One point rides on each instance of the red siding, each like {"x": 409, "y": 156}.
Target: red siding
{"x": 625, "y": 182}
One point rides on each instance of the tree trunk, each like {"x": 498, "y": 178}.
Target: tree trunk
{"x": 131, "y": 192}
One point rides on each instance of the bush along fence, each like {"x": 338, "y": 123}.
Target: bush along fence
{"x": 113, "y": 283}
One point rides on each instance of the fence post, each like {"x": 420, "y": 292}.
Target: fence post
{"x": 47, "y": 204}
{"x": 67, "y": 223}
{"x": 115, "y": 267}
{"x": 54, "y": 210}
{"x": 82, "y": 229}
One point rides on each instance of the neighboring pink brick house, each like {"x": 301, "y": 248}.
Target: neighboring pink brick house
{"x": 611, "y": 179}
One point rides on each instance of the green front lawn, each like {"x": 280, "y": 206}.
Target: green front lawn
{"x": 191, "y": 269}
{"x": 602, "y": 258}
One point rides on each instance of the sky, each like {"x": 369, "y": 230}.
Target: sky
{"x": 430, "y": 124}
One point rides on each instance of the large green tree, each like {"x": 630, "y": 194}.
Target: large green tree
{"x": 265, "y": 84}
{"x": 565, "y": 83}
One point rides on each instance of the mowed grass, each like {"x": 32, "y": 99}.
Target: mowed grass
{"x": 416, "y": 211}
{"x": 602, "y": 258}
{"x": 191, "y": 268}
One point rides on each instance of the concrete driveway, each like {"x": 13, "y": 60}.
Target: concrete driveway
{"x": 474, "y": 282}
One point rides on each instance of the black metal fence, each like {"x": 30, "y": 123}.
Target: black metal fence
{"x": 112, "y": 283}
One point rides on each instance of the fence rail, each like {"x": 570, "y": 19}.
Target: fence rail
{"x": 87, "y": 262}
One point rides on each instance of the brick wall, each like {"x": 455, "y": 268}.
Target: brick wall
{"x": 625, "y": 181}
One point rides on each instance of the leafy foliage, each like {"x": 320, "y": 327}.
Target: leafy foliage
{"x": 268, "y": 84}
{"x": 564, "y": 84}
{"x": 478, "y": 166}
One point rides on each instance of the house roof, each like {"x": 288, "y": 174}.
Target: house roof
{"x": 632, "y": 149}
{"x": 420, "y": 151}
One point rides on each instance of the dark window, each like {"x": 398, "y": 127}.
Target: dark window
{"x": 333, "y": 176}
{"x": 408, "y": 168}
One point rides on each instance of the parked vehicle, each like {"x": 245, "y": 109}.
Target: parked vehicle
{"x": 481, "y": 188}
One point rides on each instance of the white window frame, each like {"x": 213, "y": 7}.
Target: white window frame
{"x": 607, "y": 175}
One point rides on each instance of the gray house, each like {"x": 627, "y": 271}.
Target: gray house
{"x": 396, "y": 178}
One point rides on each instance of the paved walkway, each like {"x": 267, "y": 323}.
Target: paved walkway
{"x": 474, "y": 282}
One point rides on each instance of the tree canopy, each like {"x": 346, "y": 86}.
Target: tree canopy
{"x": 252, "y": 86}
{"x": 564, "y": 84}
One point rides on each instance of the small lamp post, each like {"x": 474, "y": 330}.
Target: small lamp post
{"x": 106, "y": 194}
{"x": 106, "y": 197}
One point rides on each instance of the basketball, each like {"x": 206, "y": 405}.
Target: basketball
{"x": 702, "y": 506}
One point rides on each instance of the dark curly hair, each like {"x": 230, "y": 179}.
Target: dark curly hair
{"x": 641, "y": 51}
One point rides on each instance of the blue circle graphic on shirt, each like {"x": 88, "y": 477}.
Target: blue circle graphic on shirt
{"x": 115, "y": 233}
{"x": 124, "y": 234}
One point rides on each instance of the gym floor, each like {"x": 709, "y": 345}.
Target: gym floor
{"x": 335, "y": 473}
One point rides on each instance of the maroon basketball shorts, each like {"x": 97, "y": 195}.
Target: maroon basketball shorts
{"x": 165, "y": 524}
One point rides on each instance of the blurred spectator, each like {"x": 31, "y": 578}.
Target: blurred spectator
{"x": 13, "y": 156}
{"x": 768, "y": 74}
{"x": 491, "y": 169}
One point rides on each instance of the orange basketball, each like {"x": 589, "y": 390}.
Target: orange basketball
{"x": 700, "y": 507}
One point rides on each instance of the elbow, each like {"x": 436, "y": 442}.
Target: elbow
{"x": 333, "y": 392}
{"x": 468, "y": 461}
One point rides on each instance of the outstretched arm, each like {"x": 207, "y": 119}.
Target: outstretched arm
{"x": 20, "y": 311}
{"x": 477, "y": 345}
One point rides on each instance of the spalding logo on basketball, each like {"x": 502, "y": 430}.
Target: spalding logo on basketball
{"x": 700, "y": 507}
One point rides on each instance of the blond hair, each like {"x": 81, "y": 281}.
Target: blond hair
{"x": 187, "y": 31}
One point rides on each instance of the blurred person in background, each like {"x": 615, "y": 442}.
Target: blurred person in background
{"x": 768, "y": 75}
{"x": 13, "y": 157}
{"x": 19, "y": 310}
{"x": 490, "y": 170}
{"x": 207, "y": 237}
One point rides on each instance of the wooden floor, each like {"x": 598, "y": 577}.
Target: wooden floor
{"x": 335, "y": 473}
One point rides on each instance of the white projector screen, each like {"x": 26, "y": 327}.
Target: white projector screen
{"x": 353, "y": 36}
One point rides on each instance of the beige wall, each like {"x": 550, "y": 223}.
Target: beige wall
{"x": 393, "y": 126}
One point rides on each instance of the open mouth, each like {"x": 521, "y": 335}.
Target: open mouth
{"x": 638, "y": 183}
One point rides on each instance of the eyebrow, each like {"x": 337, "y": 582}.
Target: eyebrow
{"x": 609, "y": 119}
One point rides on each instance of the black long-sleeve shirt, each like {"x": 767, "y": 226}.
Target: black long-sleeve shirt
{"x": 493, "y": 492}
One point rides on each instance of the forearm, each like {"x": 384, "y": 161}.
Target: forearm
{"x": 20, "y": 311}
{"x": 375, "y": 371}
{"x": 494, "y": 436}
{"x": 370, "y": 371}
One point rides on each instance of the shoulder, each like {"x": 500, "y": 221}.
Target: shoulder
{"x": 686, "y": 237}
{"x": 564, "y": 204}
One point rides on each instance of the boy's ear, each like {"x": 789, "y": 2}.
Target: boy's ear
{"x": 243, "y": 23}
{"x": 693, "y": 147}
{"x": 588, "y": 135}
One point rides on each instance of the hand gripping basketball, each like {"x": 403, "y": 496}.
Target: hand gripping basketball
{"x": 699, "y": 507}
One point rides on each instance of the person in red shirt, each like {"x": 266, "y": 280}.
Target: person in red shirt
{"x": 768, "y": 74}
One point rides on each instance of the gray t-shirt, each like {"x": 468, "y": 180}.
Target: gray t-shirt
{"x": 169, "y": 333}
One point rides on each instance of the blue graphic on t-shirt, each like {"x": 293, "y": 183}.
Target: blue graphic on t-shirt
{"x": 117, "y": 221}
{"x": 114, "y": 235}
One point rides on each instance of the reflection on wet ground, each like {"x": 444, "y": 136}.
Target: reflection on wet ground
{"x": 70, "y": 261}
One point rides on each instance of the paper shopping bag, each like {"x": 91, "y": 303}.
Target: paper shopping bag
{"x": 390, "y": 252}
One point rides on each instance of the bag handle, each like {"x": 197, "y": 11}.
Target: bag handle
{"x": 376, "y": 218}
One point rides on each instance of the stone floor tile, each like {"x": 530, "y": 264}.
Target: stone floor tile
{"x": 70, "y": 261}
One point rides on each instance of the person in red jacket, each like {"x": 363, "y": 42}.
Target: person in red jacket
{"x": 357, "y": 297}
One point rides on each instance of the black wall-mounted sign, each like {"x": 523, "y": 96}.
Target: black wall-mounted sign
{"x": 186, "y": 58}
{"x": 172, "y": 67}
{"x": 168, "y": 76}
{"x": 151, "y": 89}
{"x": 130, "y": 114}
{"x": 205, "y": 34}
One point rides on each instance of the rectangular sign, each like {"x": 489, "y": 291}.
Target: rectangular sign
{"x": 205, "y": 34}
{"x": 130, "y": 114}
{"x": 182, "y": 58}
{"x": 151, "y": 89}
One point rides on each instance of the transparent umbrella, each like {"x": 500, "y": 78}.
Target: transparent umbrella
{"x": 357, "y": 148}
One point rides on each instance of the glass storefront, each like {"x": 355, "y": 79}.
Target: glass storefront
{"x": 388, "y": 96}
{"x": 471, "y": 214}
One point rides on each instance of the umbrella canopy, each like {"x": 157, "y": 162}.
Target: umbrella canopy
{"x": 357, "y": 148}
┄┄┄┄┄┄┄┄┄┄┄┄┄┄┄┄┄┄┄┄
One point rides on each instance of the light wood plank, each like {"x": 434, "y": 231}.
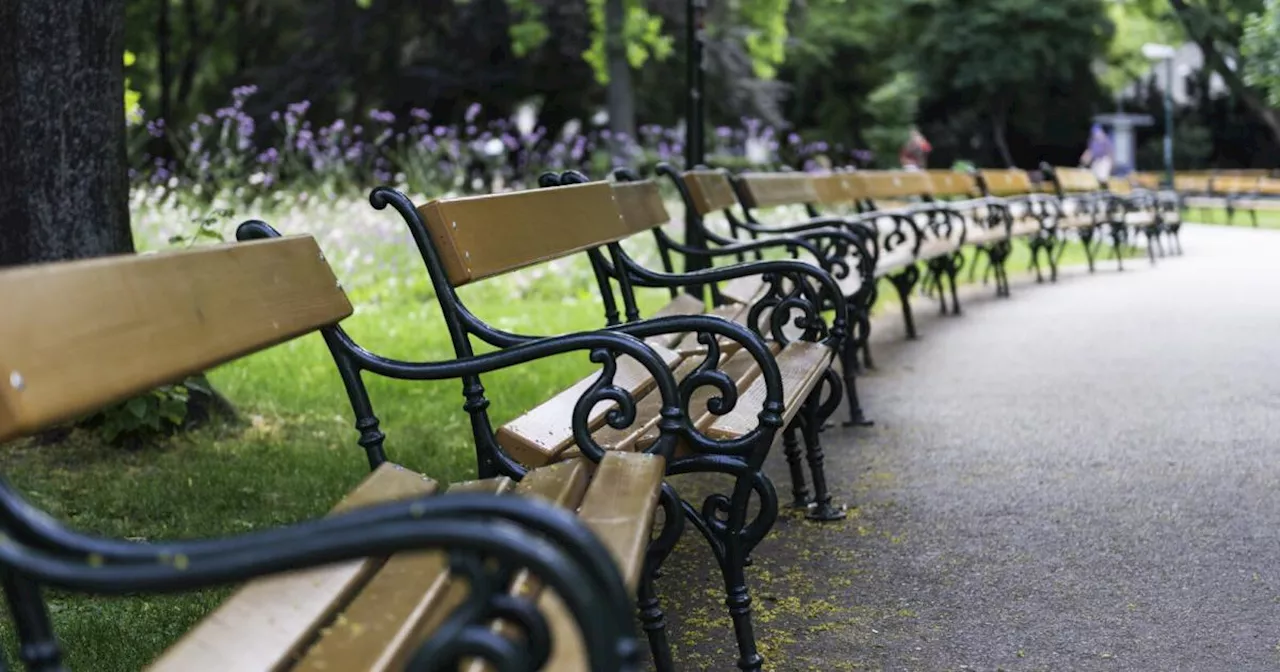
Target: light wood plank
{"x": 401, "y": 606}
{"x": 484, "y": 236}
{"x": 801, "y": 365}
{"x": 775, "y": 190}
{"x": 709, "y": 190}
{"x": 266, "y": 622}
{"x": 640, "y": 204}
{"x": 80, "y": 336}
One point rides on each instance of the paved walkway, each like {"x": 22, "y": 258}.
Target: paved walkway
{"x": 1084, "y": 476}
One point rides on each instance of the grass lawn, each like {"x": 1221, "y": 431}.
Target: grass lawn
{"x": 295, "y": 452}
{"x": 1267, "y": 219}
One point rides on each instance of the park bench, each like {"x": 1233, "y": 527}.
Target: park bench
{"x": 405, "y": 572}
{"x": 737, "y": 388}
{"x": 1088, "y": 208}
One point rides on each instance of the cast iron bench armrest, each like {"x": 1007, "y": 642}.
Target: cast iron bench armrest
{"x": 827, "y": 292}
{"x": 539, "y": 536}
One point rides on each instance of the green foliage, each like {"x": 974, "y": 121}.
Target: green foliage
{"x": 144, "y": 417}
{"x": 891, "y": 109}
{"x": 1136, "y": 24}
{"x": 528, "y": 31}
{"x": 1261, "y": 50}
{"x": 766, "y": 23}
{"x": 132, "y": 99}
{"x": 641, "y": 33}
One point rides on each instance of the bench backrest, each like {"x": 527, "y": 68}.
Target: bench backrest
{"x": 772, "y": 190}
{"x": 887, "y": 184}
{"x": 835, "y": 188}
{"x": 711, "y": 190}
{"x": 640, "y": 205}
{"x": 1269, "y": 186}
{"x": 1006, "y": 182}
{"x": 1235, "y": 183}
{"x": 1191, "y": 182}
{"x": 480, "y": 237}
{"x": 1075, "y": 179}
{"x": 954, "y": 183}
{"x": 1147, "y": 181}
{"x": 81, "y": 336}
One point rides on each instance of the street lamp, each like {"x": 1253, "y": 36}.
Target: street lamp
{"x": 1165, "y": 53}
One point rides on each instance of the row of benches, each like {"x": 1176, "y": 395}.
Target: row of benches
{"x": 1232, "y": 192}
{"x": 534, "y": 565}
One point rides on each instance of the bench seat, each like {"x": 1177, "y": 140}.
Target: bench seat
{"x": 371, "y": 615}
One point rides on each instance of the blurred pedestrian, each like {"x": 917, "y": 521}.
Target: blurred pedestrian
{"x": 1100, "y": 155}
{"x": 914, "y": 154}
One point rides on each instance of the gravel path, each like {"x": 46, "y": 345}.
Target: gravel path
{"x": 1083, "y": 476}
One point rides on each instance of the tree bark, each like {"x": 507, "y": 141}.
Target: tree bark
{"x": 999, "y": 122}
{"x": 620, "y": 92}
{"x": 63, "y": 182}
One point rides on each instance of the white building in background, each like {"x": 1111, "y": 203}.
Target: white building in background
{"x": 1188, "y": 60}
┄┄┄┄┄┄┄┄┄┄┄┄┄┄┄┄┄┄┄┄
• [Your objective] All that belongs in your answer is the stretch of entries above from the line with "One point rides on each instance of the stone" through the line with "One point rides on each instance of the transparent", printed exactly.

• [Output for this exercise]
One point rides on each instance of the stone floor tile, each like {"x": 530, "y": 264}.
Target: stone floor tile
{"x": 70, "y": 261}
One point rides on each instance of the person in red jacket, each like {"x": 363, "y": 42}.
Target: person in red jacket
{"x": 357, "y": 297}
One point rides on each instance of the black wall-mounted sign, each like {"x": 523, "y": 96}.
Target: black wall-mounted sign
{"x": 186, "y": 58}
{"x": 172, "y": 67}
{"x": 168, "y": 76}
{"x": 151, "y": 89}
{"x": 130, "y": 114}
{"x": 205, "y": 34}
One point rides on each instance of the rectangular sign, each like {"x": 489, "y": 291}.
Target: rectangular sign
{"x": 205, "y": 34}
{"x": 130, "y": 114}
{"x": 182, "y": 58}
{"x": 151, "y": 89}
One point rides on each instance of the transparent umbrella, each like {"x": 500, "y": 78}.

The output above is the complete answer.